- Source extract -
Oklahoma’s Republican governor blocks non-binary birth certificates in cruel U-turn

LGBTQ Entertainment News

Governor Kevin Stitt. (Alex Wong/Getty)

The governor of Oklahoma Kevin Stitt has reneged on a settlement agreement that meant non-binary people could have their birth certificates amended.

Oklahoma’s health department had previously agreed that it would amend the birth certificates of non-binary people on request after Kit Lorelied sued over the state’s refusal to recognise their gender identity.

However, Kevin Stitt has now rolled back on that settlement, saying he never agreed that non-binary people should be allowed to have their gender identity legally recognised.

He has instructed the Oklahoma Department of Health to stop amending birth certificates of non-binary residents with immediate effect and has told officials to remove information relating to the policy from its website, according to the Associated Press.

“This order ensures this unauthorised action will be corrected,” Stitt’s order said.

In a further blow, he has directed the state legislature to pass legislation next year that would legally prevent birth certificates being issued with non-binary gender options.

There is ‘a necessity’ for people to have the correct documents, activists tell Kevin Stitt

The move has been condemned by Freedom Oklahoma, an LGBT+ rights organisation. In a statement, the group’s executive director Nicole McAfee said it has always been a fact that some people do not fit into the gender binary.

- Data for review -

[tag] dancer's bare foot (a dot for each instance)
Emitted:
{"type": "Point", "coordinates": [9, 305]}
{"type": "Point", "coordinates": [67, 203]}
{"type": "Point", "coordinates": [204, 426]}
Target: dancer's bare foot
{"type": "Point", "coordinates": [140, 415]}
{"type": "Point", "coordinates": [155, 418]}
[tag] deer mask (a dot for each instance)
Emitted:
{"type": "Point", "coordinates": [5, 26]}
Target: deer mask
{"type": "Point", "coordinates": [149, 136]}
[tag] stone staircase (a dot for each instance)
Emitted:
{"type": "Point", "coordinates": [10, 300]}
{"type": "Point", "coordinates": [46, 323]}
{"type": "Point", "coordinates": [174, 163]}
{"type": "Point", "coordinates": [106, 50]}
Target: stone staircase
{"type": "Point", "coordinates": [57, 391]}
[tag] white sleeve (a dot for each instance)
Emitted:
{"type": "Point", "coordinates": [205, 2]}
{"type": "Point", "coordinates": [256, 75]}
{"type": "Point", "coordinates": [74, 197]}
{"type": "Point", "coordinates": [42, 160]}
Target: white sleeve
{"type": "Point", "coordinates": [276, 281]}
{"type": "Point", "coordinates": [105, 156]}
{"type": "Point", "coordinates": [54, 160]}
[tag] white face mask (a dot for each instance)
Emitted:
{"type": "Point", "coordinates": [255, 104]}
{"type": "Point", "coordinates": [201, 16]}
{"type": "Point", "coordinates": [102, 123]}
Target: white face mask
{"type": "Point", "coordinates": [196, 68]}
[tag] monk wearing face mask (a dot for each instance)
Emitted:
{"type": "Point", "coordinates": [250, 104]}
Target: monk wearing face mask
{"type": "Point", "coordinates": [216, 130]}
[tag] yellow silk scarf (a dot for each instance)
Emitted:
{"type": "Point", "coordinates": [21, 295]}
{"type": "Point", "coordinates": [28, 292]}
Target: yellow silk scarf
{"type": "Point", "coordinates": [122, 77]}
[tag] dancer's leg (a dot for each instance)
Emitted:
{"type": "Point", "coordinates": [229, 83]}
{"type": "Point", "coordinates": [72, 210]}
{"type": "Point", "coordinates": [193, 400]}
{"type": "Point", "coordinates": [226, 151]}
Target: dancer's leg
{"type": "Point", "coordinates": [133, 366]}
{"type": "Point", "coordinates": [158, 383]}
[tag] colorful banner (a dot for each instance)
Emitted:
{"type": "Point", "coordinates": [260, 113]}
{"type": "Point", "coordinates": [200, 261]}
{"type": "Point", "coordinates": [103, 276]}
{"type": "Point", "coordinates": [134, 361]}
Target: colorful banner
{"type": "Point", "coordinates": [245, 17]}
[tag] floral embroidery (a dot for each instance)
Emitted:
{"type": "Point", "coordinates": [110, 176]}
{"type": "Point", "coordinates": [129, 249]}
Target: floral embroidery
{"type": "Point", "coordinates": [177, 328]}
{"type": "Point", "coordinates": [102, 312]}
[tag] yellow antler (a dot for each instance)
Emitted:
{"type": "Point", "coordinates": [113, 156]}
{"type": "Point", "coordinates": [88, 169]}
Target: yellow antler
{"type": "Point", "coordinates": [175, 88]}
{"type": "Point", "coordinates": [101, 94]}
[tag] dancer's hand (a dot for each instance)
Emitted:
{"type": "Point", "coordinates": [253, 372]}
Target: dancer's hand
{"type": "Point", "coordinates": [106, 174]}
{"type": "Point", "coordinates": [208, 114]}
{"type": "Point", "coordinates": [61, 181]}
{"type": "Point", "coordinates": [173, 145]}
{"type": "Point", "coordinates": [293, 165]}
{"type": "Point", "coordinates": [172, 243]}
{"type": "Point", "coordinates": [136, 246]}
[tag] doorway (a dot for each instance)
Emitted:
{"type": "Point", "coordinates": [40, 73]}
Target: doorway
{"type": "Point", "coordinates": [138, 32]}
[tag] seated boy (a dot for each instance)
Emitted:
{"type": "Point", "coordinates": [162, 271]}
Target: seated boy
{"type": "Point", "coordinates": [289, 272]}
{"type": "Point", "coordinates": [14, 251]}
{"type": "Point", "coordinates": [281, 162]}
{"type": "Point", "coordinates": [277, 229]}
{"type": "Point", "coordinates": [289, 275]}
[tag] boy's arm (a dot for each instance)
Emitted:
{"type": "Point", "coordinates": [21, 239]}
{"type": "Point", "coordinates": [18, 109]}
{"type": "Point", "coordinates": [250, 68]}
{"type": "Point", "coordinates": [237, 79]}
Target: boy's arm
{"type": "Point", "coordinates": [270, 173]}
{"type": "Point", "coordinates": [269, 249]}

- Exercise requirements -
**1)** In the article on Oklahoma birth certificates, who sued over the state's refusal to recognize their gender identity?
**2)** Turn the paragraph of the Oklahoma birth certificate article that begins "He has instructed the Oklahoma Department of Health" into a short bulleted list.
**3)** Carry on writing the article about Oklahoma's non-binary birth certificates, picking up after its final sentence.
The records have nothing to do with the article on Oklahoma birth certificates.

- Task answers -
**1)** Kit Lorelied.

**2)**
- Stitt ordered the Oklahoma Department of Health to stop amending the birth certificates of non-binary residents, effective immediately.
- He told officials to take information about the policy off the department's website.
- The Associated Press reported these orders.

**3)**
“As we have noted previously, the question was not one of if people have the right to have X-gender markers in Oklahoma, but rather about the process of how,” McAfee said.

“Law requires people have government documents for everything from receiving their COVID-19 vaccine to engaging in their right to vote. So long as that is the case, there is a necessity for people to have documents that accurately reflect who they are.”

The group went on to say that Stitt “does not have the authority to overturn an agreement entered into in a court of law”.

The move, which will come as a disappointment to LGBT+ people in Oklahoma, comes after Stitt said he doesn’t believe that it’s possible for a person to be non-binary.

“I believe that people are crated by God to be male or female. Period,” Stitt said in a statement issued in October. “There is no such thing as non-binary sex and I wholeheartedly condemn the purported OSDH court settlement that was entered into by rogue activists who acted without receiving proper approval or oversight.”

Lorelied’s case was settled in May, with the health department agreeing to provide them with a new birth certificate that recognised their gender identity.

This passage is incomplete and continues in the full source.